- What you will do:
1) In the forum thread on installing an AEM cold air intake, what size hose does the poster conclude is missing?
2) Extend the forum thread about the AEM intake install, picking up right after the final line shown.

- Source passage:

# confused on AEM intake install



## GTO691024 (Aug 17, 2011)

Just bought a used GTO and it came with the AEM cold air instake system (uninstalled and used). I am installing it today and everything seems right except the crankcase vent hose will not reach the little outlet on the throttle body pipe (i dont know the exact name sorry).

On the OEM pipe it fits snug and perfect but on the AEM one the little outlet is closer to the filter and i dont think it will reach. They are too far apart.

Am I missing some kind of tube that came with the entire intake system thats supposed to connect the two? Any DIY solutions? thanks guys.


----------



## GTO691024 (Aug 17, 2011)

sorry unfortunately it seems I am missing the 3/8 hose

http://www.aemintakes.com/instructions/AEM-21-8020_inst.pdf

do you think I can just get a 3/8 hose from Home Depot or something and connect the two? Thx


----------



## svede1212 (Nov 1, 2005)

- Extracted entries:
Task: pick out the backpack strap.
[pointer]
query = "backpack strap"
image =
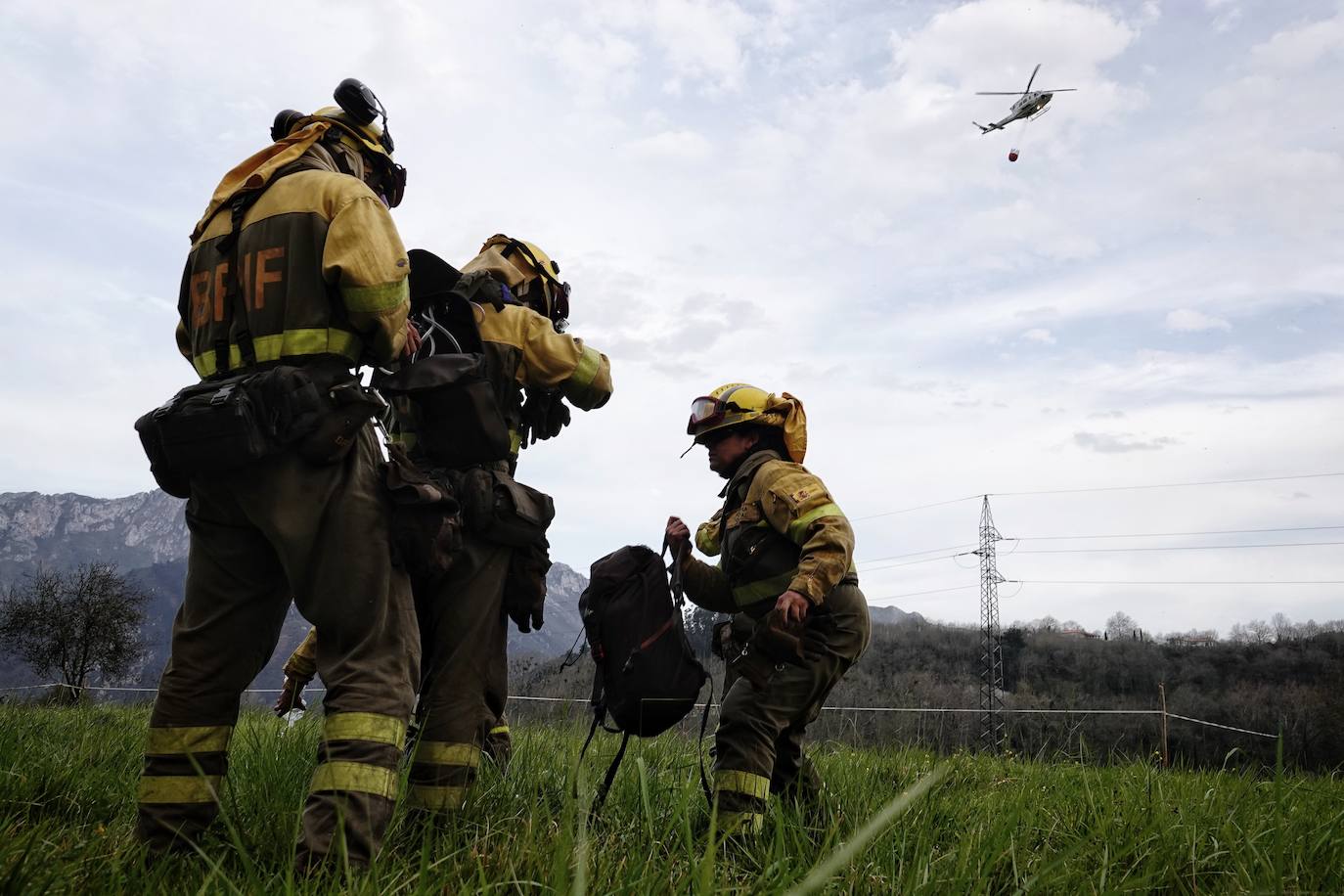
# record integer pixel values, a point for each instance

- Expected outputs:
1) A 3/8 hose.

2)
Go to an auto parts store and buy some 3/8" rubber gas line. The hose isn't a breather but the fresh air supply for the crankcase or at least it's supposed to be. The breather connects behind the TB. Under WOT there is no vacuum to pull air into the intake manifold behind the TB and vapors travel the wrong way up the supply hose and into the intake. It's one of the reasons "catch cans" aren't that effective.


----------



## GTO691024 (Aug 17, 2011)

thanks for the reply

i did exactly that, went to kragens got a 3/8 fuel hose and just zip tied the two ends. Should work for now. thanks again


----------



## GTO JUDGE (May 14, 2005)

Make sure you reinstall your MAF sensor in the correct position (not backwards) there is an arrow on it to guide you.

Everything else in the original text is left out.